Trecho |
##############################

Permitir o avanço de propostas
assim significa fabricar subdesenvolvimento em nome de visões da economia
completamente anacrônicas. A questão não é “salvar” a natureza ou o planeta.
Nosso tempo e o da natureza diferem dramaticamente. Estamos fazendo um imenso
mal ao meio ambiente e a nós mesmos, mas somos impotentes para causar qualquer
dano à natureza do planeta nos milhões de anos em que ela conta o tempo. A
questão é que acabou o tempo de acreditar no “almoço grátis” – a ideia de que
podemos consumir o capital natural e sair ganhando. Se o planeta fosse dez
vezes maior ou a população fosse de um décimo, talvez o “almoço grátis” durasse
mais várias décadas. Mas acabou agora.

##############################

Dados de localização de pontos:
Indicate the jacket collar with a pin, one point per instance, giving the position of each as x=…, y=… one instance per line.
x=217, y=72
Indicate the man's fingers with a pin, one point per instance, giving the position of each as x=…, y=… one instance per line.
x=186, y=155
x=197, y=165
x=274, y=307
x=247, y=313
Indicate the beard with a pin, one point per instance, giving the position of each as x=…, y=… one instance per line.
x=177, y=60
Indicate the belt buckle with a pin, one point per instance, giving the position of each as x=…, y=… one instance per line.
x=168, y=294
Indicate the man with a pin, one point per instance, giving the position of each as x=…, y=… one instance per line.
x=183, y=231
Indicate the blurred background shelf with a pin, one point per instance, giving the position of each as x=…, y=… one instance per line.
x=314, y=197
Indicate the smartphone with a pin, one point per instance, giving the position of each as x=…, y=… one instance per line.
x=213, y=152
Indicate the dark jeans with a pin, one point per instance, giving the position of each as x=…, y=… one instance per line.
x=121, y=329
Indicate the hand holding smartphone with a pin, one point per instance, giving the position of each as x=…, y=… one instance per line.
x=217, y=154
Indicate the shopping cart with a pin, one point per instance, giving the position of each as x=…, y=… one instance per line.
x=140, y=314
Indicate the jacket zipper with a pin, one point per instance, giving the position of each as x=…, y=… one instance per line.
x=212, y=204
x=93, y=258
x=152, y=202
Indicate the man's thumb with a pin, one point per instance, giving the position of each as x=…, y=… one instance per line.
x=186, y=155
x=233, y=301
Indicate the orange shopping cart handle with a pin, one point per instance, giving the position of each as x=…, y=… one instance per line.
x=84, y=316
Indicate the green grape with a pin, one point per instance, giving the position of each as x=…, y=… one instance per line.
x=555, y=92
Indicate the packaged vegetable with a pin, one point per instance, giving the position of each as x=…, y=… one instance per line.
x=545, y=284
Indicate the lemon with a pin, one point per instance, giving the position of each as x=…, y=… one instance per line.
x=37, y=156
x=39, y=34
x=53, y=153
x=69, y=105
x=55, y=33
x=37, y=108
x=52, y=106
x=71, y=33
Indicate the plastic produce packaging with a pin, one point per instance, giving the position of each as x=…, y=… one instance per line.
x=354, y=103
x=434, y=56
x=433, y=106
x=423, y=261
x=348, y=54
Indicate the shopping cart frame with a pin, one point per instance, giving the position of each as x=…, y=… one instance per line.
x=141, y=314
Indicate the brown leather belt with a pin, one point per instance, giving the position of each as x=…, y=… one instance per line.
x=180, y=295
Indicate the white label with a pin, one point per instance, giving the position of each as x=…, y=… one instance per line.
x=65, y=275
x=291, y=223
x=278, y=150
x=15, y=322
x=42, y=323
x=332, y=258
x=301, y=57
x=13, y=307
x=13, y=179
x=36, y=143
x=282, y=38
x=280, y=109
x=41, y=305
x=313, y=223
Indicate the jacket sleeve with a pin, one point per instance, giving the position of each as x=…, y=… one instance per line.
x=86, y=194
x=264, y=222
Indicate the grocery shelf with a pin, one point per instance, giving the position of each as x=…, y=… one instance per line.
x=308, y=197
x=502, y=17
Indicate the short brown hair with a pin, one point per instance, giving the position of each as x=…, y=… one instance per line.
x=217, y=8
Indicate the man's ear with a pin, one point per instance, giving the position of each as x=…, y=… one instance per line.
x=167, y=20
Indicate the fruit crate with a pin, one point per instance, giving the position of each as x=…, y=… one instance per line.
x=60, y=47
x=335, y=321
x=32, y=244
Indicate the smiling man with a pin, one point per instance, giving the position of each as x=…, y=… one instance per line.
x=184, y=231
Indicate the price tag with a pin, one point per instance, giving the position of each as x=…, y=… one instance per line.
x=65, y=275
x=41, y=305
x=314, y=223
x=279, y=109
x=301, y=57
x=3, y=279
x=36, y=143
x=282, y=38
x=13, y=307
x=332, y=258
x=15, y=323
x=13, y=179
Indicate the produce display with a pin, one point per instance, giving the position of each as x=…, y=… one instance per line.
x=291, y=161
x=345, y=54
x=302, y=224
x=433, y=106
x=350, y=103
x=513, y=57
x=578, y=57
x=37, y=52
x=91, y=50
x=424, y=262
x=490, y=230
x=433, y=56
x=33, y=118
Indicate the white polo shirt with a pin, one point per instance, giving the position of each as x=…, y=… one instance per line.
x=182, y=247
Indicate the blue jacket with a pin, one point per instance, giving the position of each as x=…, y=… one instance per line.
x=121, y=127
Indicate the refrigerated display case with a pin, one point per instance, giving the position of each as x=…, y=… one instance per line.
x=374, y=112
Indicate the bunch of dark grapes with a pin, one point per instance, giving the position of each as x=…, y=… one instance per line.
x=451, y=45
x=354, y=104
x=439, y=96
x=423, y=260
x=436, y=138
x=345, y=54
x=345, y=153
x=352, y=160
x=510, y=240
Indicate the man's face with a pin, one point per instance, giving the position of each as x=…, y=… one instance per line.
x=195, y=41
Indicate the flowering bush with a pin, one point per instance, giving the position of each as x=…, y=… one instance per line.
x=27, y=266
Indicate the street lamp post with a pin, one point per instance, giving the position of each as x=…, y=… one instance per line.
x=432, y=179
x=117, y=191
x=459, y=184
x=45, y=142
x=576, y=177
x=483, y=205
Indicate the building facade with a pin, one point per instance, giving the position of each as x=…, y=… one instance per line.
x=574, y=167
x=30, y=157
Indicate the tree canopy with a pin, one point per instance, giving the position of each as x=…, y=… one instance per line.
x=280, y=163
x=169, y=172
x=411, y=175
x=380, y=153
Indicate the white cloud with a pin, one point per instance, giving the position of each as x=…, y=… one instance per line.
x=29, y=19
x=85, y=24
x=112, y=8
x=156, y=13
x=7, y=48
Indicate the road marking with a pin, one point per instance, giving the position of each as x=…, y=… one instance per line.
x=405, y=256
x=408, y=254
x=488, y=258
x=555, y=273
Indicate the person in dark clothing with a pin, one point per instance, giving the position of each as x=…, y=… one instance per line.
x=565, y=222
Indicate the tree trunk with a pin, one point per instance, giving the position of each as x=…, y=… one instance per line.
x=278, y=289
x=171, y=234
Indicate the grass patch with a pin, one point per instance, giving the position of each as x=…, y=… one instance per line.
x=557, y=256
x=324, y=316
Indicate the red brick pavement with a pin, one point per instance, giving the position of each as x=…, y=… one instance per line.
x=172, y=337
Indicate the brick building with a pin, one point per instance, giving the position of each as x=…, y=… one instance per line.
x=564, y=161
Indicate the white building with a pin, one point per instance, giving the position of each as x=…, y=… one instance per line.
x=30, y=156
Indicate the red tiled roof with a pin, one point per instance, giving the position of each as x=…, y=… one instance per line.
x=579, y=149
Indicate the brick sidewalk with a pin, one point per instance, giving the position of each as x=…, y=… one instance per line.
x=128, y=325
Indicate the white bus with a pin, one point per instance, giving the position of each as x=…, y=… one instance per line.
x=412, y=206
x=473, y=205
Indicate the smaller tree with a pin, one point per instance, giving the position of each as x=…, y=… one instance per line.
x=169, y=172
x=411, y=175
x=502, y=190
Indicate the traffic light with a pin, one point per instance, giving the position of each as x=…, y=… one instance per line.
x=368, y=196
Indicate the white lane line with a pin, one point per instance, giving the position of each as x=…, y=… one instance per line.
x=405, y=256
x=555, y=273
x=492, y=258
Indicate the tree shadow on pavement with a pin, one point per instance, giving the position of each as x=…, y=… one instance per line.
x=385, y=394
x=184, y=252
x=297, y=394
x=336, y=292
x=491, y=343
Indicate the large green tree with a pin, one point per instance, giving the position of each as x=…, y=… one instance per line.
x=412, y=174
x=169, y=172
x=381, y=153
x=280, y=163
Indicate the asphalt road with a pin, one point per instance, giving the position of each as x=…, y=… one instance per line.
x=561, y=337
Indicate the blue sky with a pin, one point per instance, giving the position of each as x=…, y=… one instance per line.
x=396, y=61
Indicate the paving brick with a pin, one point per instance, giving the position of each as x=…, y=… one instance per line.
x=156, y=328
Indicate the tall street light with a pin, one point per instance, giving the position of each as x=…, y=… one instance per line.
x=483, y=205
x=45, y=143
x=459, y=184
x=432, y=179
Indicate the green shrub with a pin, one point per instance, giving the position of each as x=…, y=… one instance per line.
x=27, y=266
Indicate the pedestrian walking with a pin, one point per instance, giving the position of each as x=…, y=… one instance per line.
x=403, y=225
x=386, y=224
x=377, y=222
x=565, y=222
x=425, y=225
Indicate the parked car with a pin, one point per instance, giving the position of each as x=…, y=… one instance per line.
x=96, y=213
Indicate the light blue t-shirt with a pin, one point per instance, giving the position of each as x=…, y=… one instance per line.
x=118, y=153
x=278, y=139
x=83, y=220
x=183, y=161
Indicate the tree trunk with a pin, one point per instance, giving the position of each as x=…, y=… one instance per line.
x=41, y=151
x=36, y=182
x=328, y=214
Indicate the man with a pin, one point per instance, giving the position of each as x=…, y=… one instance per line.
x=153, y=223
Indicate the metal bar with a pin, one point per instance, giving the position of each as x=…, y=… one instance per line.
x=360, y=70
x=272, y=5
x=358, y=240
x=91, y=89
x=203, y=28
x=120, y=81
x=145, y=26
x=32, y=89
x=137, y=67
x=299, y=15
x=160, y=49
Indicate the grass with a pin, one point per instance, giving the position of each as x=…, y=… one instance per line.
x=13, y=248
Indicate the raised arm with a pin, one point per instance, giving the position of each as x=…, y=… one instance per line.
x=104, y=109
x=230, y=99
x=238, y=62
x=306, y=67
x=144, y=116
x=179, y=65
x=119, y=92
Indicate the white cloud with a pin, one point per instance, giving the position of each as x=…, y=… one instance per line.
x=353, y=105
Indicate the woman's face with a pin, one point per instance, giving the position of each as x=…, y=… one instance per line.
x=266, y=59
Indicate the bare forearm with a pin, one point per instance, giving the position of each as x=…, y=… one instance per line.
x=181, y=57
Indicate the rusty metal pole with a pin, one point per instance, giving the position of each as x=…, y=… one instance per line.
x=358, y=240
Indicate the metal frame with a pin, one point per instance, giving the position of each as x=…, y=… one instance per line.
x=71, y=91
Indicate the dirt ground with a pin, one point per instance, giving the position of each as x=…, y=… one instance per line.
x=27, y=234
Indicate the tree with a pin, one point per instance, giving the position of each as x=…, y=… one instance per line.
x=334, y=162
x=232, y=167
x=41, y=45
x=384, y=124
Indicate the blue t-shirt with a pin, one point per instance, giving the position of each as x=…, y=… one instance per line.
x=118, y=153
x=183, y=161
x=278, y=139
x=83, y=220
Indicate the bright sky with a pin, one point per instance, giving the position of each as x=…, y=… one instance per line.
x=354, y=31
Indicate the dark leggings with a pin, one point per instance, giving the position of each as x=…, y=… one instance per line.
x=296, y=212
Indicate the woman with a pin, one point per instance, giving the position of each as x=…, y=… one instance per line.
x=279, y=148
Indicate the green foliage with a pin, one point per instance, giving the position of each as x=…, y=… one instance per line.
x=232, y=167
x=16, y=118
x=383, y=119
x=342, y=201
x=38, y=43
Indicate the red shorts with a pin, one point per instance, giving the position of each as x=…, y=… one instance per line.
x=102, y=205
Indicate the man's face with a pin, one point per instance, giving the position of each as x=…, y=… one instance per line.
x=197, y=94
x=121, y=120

##############################

Verifique sua compreensão |
- a) No texto sobre o “almoço grátis”, em que consiste a ideia do “almoço grátis”?
- b) Imprima, sem alterações, a parte do texto sobre o “almoço grátis” entre “Permitir o avanço” e “Mas acabou agora.”, inclusive.
- c) Dê a continuação do texto sobre o “almoço grátis” a partir do ponto em que ele para.

Respostas numeradas |
- a) Na ideia de que podemos consumir o capital natural e sair ganhando.

- b)
Permitir o avanço de propostas
assim significa fabricar subdesenvolvimento em nome de visões da economia
completamente anacrônicas. A questão não é “salvar” a natureza ou o planeta.
Nosso tempo e o da natureza diferem dramaticamente. Estamos fazendo um imenso
mal ao meio ambiente e a nós mesmos, mas somos impotentes para causar qualquer
dano à natureza do planeta nos milhões de anos em que ela conta o tempo. A
questão é que acabou o tempo de acreditar no “almoço grátis” – a ideia de que
podemos consumir o capital natural e sair ganhando. Se o planeta fosse dez
vezes maior ou a população fosse de um décimo, talvez o “almoço grátis” durasse
mais várias décadas. Mas acabou agora.

- c)
Uma revolução terá de ser feita
nas próximas duas ou três décadas, em especial a transição para a economia de
baixo consumo de carbono, única forma de evitar um péssimo negócio e uma
gigantesca tragédia – o aumento da temperatura média do planeta em mais de 2
graus célsius até 2100 e as consequentes e gigantescas mudanças climáticas,
principalmente para os mais vulneráveis, os mais pobres, centenas de milhões em
todo o mundo.
O Acordo de Paris importa muito
politicamente, mas é ineficaz operacionalmente. Em uma economia de mercado
global, a única forma de agir com a necessária eficiência e rapidez é fazer com
que os preços enviem o sinal correto ao mercado, ou seja, que a emissão de
gases que aquecem o planeta seja precificada. Tem de ficar claro qual é o custo
de poluir.
Isso vai acontecer, embora ainda
não saibamos com precisão quando e como, porque o custo alternativo é
incrivelmente excessivo. E também porque não há como superar os efeitos da
crise global de 2008 por meio da única forma sólida possível – a retomada dos
investimentos – enquanto prevalecer a incerteza sobre os preços relativos do
futuro.
O Brasil é, possivelmente, a
única economia do mundo que, ocorrendo a transição para o baixo carbono, se
tornará muito mais competitiva. Se souber aproveitar a oportunidade.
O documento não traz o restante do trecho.